** START LISTING **

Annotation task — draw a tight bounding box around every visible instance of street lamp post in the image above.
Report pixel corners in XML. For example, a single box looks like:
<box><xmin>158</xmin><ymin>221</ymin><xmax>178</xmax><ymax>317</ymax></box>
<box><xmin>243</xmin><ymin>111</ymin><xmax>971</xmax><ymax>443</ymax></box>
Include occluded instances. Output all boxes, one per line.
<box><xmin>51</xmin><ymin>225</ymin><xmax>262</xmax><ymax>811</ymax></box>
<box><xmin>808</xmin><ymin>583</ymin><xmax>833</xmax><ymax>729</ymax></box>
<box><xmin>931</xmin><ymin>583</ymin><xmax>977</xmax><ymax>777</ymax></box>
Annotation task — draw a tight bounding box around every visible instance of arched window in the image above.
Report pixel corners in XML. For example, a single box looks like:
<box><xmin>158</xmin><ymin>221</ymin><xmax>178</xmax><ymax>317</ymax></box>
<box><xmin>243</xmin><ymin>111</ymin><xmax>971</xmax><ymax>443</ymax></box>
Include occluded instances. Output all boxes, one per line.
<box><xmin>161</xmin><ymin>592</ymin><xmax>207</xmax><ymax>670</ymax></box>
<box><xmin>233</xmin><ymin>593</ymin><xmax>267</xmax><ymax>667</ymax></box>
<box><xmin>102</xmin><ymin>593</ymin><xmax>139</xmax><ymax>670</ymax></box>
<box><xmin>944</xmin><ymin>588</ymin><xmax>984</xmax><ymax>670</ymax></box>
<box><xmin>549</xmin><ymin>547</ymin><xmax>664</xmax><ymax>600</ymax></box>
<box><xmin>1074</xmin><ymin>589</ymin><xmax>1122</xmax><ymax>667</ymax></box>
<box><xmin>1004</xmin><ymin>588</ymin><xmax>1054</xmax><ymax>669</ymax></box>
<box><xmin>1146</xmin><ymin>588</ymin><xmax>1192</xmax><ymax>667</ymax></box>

** END LISTING **
** START LISTING **

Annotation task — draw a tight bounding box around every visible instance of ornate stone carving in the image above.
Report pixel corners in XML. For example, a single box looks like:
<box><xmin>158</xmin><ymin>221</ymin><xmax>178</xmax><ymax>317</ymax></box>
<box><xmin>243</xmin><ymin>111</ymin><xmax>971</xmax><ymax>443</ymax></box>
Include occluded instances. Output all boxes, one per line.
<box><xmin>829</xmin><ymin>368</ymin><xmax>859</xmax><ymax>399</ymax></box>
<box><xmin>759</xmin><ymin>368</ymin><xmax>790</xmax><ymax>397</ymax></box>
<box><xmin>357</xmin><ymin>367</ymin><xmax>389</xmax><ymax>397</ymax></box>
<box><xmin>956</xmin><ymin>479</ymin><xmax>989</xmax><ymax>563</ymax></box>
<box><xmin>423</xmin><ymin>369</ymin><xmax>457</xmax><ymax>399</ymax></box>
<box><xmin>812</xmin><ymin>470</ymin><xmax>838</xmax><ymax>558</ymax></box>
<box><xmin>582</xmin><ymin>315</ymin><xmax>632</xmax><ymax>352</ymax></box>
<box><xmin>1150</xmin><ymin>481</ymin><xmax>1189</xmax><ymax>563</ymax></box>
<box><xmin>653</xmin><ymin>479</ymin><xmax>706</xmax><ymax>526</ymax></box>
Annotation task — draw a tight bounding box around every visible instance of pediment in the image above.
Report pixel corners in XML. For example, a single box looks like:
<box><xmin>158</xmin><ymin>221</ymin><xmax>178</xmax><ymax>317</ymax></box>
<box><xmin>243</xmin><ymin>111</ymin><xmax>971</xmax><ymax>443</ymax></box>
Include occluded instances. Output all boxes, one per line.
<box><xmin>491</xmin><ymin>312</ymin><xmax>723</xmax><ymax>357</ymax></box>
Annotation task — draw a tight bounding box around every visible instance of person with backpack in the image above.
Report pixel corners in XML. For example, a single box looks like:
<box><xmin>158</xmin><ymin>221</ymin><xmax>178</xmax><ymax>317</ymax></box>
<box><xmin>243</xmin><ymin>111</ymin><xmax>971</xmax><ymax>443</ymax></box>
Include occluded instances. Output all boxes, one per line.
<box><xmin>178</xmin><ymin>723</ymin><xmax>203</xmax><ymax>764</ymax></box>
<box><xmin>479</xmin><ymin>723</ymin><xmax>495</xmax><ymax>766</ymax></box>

** END LISTING **

Count how many lines of the records contain the string "above", matching case exactly, and reply with that number alone.

5